*Requirement:*
The answer must be every line below that contains the string "white".

*Stored records:*
+++

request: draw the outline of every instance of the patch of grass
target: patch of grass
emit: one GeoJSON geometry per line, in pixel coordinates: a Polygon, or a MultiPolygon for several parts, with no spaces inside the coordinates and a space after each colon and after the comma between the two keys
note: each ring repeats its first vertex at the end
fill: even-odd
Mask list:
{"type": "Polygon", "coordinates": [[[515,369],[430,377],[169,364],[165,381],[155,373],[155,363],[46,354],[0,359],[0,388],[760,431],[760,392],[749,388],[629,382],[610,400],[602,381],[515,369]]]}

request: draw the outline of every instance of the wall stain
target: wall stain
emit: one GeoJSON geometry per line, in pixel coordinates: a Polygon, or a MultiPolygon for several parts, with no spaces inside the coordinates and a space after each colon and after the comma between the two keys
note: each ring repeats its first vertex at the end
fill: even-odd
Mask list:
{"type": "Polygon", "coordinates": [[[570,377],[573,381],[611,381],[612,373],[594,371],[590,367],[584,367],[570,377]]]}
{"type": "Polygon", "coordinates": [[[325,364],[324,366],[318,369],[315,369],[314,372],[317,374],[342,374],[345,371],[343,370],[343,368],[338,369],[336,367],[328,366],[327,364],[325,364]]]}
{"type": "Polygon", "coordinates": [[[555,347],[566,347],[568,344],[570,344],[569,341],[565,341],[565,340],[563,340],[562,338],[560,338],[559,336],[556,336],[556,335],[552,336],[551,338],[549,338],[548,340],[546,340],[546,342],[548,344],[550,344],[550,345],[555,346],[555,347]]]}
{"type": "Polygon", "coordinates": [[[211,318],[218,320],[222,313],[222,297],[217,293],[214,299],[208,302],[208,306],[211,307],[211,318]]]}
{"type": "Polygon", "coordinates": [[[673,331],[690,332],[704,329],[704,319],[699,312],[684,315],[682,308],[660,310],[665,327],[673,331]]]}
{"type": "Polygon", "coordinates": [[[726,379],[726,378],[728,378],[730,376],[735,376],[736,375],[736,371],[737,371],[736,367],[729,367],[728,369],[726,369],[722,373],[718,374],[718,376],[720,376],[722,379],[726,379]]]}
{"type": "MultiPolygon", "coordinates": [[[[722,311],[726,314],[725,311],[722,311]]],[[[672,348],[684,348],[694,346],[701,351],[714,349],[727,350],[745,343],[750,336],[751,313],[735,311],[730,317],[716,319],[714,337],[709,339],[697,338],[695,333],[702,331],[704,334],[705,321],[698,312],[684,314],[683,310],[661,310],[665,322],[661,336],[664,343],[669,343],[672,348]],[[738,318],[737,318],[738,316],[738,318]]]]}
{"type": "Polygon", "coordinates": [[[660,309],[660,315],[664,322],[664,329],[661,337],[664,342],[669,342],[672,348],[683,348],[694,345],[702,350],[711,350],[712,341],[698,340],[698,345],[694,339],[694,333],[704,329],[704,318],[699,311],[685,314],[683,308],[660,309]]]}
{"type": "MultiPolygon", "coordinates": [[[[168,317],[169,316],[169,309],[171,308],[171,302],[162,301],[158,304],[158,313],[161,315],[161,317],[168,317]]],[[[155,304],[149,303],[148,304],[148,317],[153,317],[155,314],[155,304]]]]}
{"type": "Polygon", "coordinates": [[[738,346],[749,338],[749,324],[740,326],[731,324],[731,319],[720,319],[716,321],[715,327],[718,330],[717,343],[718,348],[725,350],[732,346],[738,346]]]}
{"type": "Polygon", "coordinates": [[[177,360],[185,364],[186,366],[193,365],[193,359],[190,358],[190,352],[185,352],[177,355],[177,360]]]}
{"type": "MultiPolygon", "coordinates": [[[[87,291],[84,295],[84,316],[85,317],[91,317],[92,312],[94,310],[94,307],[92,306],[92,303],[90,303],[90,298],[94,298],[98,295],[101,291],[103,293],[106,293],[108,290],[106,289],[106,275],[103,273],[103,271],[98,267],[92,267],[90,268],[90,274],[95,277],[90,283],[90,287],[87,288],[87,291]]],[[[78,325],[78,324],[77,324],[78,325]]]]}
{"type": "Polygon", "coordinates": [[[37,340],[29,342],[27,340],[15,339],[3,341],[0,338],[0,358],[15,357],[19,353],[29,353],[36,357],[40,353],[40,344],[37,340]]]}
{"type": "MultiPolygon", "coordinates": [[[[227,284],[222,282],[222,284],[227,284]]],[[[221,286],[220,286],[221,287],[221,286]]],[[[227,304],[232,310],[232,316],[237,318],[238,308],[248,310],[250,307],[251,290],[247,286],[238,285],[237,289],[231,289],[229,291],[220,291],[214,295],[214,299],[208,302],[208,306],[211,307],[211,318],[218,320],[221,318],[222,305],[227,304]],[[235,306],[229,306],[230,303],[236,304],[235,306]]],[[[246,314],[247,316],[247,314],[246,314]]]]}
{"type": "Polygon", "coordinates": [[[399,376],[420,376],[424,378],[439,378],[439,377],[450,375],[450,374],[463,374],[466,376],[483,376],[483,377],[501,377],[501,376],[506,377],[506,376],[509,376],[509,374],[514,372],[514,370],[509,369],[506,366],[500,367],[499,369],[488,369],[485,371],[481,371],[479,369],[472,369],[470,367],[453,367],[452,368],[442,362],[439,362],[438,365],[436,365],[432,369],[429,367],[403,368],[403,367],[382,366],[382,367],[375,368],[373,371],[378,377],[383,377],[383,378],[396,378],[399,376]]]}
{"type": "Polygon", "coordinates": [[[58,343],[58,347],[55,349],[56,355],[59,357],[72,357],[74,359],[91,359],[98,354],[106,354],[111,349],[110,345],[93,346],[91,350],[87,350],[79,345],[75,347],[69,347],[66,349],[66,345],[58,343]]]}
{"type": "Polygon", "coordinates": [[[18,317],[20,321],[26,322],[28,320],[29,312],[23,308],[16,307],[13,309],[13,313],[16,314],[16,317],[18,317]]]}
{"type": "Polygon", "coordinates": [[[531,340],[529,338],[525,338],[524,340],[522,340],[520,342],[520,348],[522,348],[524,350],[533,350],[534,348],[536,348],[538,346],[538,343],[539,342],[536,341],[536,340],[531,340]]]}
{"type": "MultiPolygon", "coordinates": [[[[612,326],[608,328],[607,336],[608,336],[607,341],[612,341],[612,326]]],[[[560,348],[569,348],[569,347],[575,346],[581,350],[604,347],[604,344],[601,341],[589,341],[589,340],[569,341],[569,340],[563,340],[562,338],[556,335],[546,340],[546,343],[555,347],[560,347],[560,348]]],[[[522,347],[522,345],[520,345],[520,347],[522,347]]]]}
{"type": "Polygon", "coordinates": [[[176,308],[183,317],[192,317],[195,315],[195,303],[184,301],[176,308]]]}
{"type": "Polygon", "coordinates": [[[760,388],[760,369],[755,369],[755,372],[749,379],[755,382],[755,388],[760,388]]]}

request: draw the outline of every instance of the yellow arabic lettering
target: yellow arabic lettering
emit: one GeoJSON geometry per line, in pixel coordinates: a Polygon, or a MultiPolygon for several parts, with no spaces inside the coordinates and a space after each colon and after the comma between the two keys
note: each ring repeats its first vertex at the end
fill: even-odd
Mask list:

+++

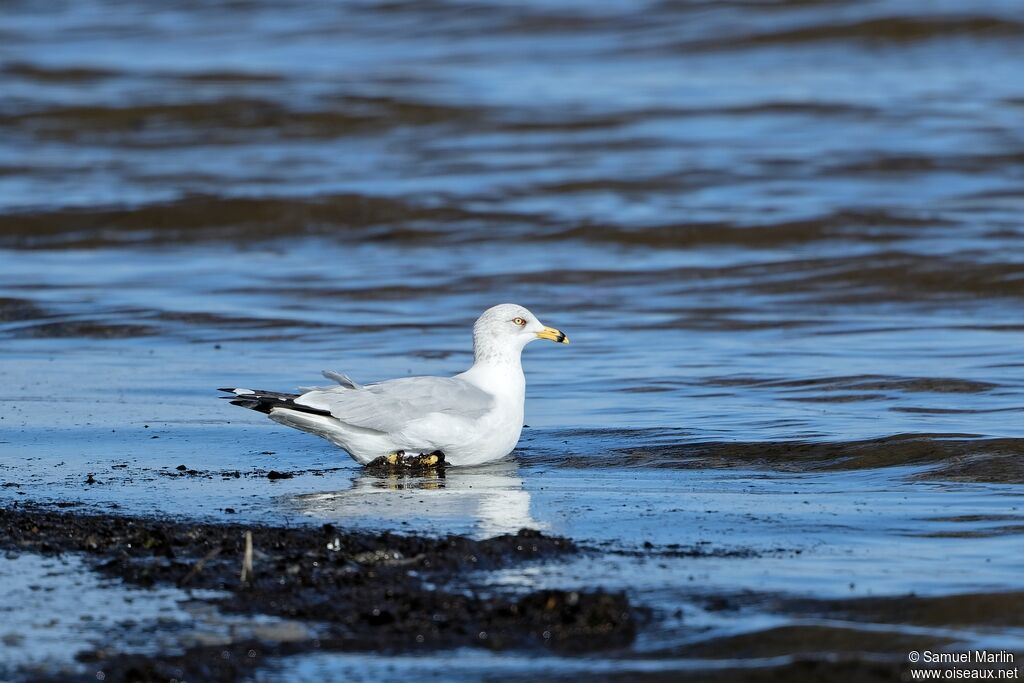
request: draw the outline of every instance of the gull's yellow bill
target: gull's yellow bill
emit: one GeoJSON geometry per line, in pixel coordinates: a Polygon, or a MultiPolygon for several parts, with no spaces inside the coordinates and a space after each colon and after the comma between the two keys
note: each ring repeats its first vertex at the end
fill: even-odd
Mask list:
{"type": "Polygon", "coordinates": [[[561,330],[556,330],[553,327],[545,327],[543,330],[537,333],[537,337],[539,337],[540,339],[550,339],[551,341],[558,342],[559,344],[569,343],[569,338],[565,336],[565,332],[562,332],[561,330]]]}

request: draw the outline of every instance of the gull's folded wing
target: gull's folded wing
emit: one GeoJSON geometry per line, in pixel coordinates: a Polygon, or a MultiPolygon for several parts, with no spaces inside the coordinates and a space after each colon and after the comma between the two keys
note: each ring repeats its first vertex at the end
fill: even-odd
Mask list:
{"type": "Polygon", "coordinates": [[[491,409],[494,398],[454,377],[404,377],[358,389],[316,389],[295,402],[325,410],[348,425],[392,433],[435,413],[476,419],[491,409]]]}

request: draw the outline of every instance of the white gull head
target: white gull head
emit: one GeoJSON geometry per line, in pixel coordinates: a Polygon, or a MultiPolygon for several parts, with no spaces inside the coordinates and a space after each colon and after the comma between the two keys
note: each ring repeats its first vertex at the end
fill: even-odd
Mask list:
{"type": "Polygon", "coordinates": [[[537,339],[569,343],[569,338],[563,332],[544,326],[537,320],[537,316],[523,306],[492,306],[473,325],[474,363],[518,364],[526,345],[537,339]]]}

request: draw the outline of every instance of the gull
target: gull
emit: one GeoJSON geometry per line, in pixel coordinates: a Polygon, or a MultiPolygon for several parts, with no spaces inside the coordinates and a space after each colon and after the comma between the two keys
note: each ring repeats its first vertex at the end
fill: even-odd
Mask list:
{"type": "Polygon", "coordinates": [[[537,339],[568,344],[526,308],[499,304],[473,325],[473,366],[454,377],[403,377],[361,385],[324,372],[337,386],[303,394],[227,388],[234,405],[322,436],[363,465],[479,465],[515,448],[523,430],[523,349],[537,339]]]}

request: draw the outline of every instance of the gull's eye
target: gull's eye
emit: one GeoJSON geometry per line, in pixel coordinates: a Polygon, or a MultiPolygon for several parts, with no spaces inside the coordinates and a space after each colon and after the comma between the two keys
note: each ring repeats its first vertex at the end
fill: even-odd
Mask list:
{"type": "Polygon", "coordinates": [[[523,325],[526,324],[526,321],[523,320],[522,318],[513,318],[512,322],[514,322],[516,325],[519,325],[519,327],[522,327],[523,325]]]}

+++

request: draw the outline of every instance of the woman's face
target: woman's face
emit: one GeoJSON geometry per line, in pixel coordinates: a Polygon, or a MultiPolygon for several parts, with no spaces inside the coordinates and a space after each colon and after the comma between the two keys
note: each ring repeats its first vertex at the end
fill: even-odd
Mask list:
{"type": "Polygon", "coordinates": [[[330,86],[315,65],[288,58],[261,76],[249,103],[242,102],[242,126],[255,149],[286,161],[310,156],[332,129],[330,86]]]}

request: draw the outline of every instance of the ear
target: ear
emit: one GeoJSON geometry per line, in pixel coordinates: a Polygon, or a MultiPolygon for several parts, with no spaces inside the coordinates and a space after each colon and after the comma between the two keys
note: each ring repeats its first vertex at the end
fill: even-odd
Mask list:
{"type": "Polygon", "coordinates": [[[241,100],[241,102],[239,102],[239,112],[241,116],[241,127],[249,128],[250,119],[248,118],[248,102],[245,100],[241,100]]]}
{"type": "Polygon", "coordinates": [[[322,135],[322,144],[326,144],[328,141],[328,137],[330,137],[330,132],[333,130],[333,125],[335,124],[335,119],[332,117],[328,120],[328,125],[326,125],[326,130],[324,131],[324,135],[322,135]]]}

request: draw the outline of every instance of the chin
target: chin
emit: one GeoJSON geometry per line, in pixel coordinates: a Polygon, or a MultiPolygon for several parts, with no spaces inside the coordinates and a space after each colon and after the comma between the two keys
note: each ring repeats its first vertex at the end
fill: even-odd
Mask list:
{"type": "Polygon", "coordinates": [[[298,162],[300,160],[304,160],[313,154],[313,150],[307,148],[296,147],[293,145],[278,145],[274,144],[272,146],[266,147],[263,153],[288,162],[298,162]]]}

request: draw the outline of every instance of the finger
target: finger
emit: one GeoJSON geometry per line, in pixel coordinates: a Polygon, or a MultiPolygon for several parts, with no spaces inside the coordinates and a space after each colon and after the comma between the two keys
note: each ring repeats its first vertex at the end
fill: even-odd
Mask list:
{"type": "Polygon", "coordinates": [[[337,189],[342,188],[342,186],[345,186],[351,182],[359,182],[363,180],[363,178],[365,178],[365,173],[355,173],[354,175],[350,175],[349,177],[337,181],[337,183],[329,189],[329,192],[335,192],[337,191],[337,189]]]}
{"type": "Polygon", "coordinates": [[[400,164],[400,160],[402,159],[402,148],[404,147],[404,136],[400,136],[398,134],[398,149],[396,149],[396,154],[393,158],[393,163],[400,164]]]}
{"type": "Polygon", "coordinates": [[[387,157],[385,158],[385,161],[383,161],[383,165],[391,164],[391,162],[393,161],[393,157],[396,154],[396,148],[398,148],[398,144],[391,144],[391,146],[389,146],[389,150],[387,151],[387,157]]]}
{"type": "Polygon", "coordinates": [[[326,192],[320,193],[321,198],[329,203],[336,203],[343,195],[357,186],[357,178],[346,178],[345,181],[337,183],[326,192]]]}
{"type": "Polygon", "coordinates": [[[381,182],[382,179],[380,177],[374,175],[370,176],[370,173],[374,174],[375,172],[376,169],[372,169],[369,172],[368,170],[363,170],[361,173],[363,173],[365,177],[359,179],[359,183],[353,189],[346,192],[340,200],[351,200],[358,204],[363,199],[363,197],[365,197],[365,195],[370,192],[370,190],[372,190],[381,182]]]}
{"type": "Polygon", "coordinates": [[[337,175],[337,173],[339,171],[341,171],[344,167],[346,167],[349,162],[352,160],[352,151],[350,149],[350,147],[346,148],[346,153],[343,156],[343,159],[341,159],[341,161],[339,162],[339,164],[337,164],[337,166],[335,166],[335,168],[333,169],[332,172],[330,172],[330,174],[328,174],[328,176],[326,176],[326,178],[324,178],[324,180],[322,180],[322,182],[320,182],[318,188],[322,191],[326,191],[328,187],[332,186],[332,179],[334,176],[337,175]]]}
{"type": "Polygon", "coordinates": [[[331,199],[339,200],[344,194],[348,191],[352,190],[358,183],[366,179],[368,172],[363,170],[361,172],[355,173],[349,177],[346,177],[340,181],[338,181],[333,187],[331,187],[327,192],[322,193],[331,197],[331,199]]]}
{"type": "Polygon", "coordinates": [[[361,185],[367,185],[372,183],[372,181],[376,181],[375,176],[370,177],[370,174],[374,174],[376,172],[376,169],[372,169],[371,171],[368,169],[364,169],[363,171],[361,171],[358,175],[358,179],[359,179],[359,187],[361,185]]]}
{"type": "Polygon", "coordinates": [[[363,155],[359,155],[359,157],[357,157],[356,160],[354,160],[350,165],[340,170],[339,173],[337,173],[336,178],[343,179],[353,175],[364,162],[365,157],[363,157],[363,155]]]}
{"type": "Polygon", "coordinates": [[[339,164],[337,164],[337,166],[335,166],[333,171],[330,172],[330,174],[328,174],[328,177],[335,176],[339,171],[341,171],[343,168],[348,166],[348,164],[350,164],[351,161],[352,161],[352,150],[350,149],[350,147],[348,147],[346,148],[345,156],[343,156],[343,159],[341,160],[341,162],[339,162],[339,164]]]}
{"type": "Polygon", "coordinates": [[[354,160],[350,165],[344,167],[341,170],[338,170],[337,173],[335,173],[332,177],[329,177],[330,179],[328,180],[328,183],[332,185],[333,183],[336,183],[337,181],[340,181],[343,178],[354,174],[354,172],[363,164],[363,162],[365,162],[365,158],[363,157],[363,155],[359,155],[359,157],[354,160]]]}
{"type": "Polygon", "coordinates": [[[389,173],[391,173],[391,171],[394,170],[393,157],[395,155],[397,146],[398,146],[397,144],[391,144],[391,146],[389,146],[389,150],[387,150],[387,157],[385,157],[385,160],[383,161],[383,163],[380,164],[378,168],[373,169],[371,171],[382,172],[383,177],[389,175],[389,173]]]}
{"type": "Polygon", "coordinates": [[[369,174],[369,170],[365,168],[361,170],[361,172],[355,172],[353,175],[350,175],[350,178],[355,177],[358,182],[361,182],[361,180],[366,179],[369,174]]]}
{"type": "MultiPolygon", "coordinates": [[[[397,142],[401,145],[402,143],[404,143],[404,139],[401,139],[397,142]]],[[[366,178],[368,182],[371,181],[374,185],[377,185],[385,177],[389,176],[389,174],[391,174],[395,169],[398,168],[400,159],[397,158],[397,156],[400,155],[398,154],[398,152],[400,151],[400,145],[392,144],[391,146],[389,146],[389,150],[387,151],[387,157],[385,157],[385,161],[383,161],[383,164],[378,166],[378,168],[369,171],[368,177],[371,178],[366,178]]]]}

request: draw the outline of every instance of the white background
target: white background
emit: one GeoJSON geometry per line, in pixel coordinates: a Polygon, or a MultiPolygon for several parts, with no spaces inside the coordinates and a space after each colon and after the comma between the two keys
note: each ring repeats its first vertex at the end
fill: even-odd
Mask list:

+++

*Task answer:*
request: draw the outline of every instance of the white gull head
target: white gull head
request: draw the outline of every instance of the white background
target: white background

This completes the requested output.